Dataset records: Begin

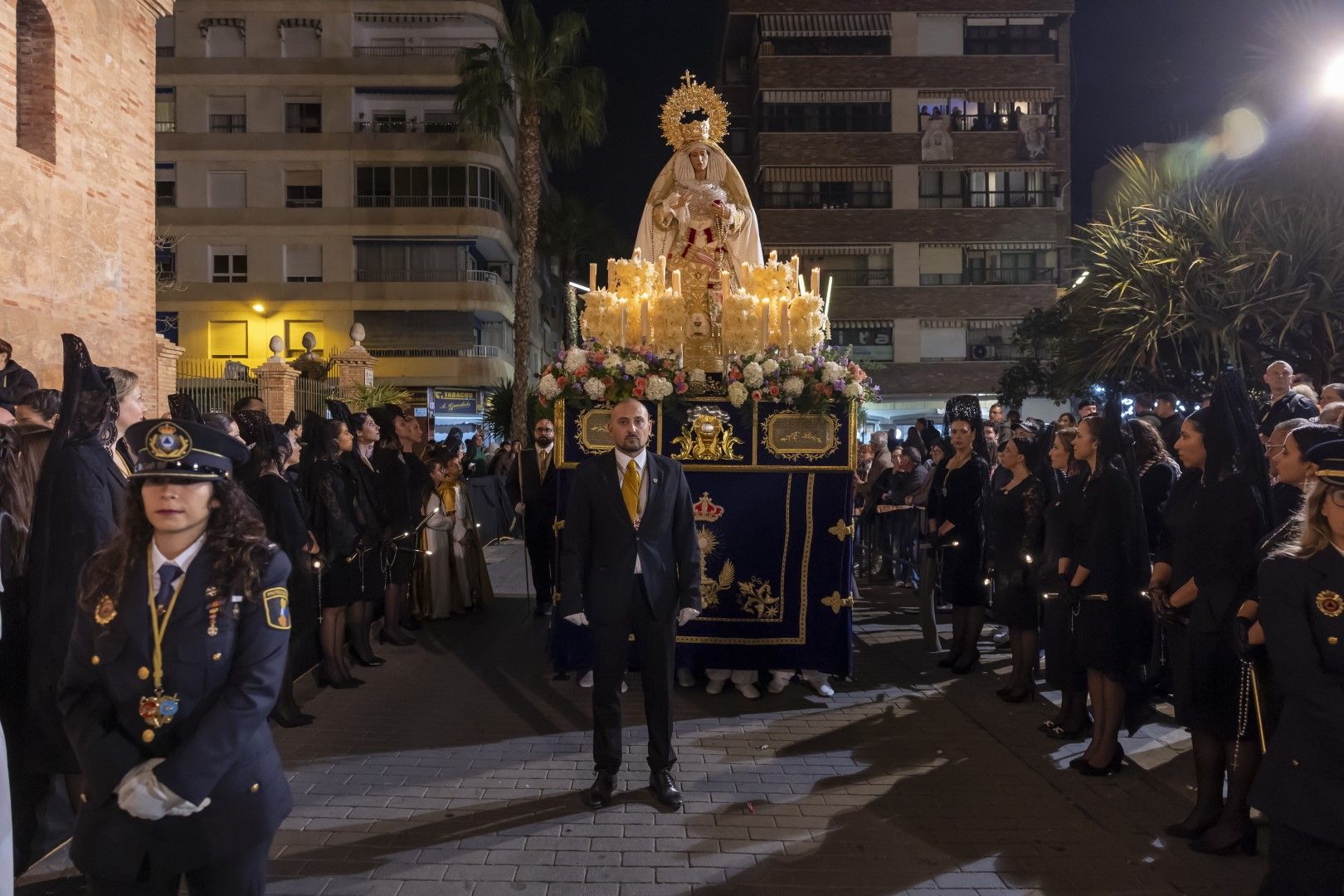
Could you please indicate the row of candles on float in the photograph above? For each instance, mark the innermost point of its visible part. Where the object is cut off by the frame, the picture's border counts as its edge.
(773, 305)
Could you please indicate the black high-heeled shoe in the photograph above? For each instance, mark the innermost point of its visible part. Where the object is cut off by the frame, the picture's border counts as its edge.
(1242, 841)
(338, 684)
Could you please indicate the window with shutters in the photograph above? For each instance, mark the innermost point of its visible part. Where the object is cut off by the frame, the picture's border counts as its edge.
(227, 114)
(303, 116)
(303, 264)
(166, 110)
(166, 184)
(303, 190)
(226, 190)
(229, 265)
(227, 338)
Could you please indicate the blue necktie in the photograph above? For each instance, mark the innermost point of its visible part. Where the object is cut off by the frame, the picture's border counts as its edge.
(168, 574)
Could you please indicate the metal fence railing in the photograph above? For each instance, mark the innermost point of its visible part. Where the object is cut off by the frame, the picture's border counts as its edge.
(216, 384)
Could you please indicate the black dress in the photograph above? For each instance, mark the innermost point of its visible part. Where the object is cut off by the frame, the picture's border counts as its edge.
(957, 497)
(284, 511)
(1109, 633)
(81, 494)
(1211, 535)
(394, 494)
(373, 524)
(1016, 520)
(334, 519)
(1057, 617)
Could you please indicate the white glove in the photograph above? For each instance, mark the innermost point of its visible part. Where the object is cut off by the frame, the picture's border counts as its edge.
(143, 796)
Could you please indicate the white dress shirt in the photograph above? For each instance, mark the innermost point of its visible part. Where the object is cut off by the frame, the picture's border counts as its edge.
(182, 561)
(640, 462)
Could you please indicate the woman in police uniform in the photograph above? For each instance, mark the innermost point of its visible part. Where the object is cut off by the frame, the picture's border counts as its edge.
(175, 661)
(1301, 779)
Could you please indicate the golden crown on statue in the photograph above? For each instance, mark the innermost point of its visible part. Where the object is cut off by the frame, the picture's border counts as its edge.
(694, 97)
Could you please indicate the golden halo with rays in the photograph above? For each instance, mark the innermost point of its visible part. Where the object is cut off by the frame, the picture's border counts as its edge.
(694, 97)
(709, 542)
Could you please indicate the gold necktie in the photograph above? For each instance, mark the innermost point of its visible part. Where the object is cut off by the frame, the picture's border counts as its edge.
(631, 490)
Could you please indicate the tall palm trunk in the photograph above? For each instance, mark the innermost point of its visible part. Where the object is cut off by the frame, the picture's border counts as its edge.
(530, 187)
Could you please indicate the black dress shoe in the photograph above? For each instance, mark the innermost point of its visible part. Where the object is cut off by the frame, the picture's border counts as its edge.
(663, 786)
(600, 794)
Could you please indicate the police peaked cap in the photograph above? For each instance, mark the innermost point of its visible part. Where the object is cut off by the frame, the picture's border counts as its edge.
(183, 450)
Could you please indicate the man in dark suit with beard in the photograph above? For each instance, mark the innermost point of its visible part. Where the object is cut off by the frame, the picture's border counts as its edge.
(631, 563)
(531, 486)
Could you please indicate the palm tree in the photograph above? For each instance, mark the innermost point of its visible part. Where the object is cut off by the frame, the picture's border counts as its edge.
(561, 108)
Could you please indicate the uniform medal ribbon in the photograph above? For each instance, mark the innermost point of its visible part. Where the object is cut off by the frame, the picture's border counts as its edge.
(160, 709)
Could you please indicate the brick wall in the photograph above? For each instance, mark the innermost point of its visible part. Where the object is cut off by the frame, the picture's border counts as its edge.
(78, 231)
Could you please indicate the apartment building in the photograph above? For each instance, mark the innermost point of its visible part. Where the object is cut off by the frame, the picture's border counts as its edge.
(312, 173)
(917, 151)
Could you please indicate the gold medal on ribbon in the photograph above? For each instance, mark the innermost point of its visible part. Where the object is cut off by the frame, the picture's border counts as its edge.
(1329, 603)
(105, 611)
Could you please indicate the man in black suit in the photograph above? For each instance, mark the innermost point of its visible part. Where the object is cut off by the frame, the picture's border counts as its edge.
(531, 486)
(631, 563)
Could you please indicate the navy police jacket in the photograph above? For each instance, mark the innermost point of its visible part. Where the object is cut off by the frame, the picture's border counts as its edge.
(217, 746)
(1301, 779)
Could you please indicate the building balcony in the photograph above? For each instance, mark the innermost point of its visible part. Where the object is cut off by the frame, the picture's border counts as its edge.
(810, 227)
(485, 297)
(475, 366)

Dataset records: End

* [Exercise description]:
Leave the images behind and write out every entry exactly.

* [Answer]:
Could you please indicate the row of candles on float in the photograph above? For each instance, mark the innermost point of its visible part. Where the object is cut off by the frame, the picture's border counts as its edge.
(773, 305)
Could you please indicate the black high-heeled shoe in the photograph above? For each instance, mark the innermost point of its visible part. Where the object is cut off by the frame, the picture's border counts as its edge.
(1242, 841)
(338, 684)
Could you please indicate the window with shutters in the photograph above? For each instance, mark the innermost point of its visible part. Where the object is cut off by the frame, the picture's border counts as its edge.
(227, 114)
(303, 116)
(303, 264)
(166, 110)
(166, 184)
(303, 190)
(226, 190)
(229, 265)
(227, 338)
Could you please indicate the blue necktie in the photograph above? For each instance, mark the innermost point of its visible part. Where the object is cut off by the frame, the picture's border counts as its edge.
(168, 574)
Could you please indicate the metal fence railing in the photograph above? For each instance, mark the innermost point of its visible part. Where the object is cut off by the frame, the picture's border counts as its edge.
(216, 384)
Could you please indicate the black dress in the photograph above? For each instance, mark the innermost point of its visible part. Where the object is cut off by the frame, the picture's border counts as its edge.
(957, 497)
(284, 511)
(1109, 633)
(81, 494)
(1211, 535)
(394, 494)
(373, 524)
(1016, 520)
(334, 519)
(1057, 617)
Could you please indicate the white glove in the photograph above? For each instance, mark the innermost point of its visible part. Where the object is cut off by the frame, the picture's border counts as its edge.
(143, 796)
Could you please indicate the white dress shirt in the photograph above? For each instance, mark the innermost point of its visible part. Where the object is cut off by the frame, the picture's border counts as its edge.
(182, 561)
(640, 462)
Could you please indicate the woman in police uniform in the photograph above? For each instance, mark the innermost point of its visible part. Where the object is cut off by the frame, the picture's border counts as its edge.
(175, 661)
(1301, 779)
Could you please indicate the golden crown on statue in the photograph above? For each instance, mark the innermost point of its visible part. Where the object is cut off by the frame, the picture's border counts as its edge.
(694, 97)
Could you please indicate the golden halo with rays in the photograph above? For each instance, mark the innermost point of its visible part. Where the object is cut off by the frame, the picture's border counts as its edge.
(694, 97)
(709, 542)
Could you please indicate the gold necktie in the photograph above? For each instance, mark the innermost point of its visible part. Where the object is cut off by the frame, the picture's border counts as its edge.
(631, 490)
Could you please indicate the tall palm trunk in the photograph above? For each instance, mark the innermost point of its visible part. Where the object is cut off by the frame, the picture's border counts as its edge.
(530, 187)
Could you please indicate the black dress shoe in the photograph above? For each instance, mark the innermost point of its visible part. Where the object is cut off by the frame, the picture's border counts as its edge.
(663, 786)
(600, 794)
Could you please indicate the police peaked cap in the photograph above? For each instance, mark the innermost point of its visible part. Where the object is cut off by the frame, the picture's border counts as its edge.
(183, 450)
Could you please indicate the man in dark suit with beard in the photograph above? For each instance, mark the innermost point of its visible part. Where the object is cut off by the frame, the picture's border counts as its edge.
(631, 563)
(531, 486)
Could you please indicate the palm tree in the photograph above? For each instance, mark the innermost point of its visible part. Where the object is cut off by the frame, the picture's border counts as its edge.
(561, 108)
Could you please indicate the uniform medal ribbon in the photograph above? For each instance, mark the innermost point of its visible part. Where the object is cut off by the frame, the picture's border counts as its edge.
(160, 709)
Could you please indicate the brick wall in the photograph above? For each instance, mark the innermost point of its visible part. Where the object is cut off by the frame, the picture's border counts as its edge.
(78, 231)
Could you please indicate the apartment building in the photograph above? For each instance, mark the innermost point of its visible part. Where the object is cut off by the frame, the picture's border counts as its edge.
(312, 173)
(917, 151)
Could you please indicate the gold medal on ribbon in the photograph above? For each instance, mark the innermost point of its visible part. Where the object is cut off by the frame, the picture's border counts as its edge.
(1329, 603)
(105, 611)
Could you please indicate the man in black suit in the photograph above? For each instance, mark the innermost point of its visible part. Where the object is cut off by the frame, the picture's border counts as its edge.
(531, 486)
(631, 563)
Could you please indicate the navy police jacket in the photograph above? For each instance, mark the innermost point of its visible part. Where the object is cut off by the frame, the picture's border counts as its edge.
(217, 746)
(1301, 779)
Could you please indicate the building balcony in the photograph above? For each instance, mark the innermost point of its visible part. Where the object is cut off by the frame, the picture's border counts as its edge.
(810, 227)
(485, 297)
(475, 366)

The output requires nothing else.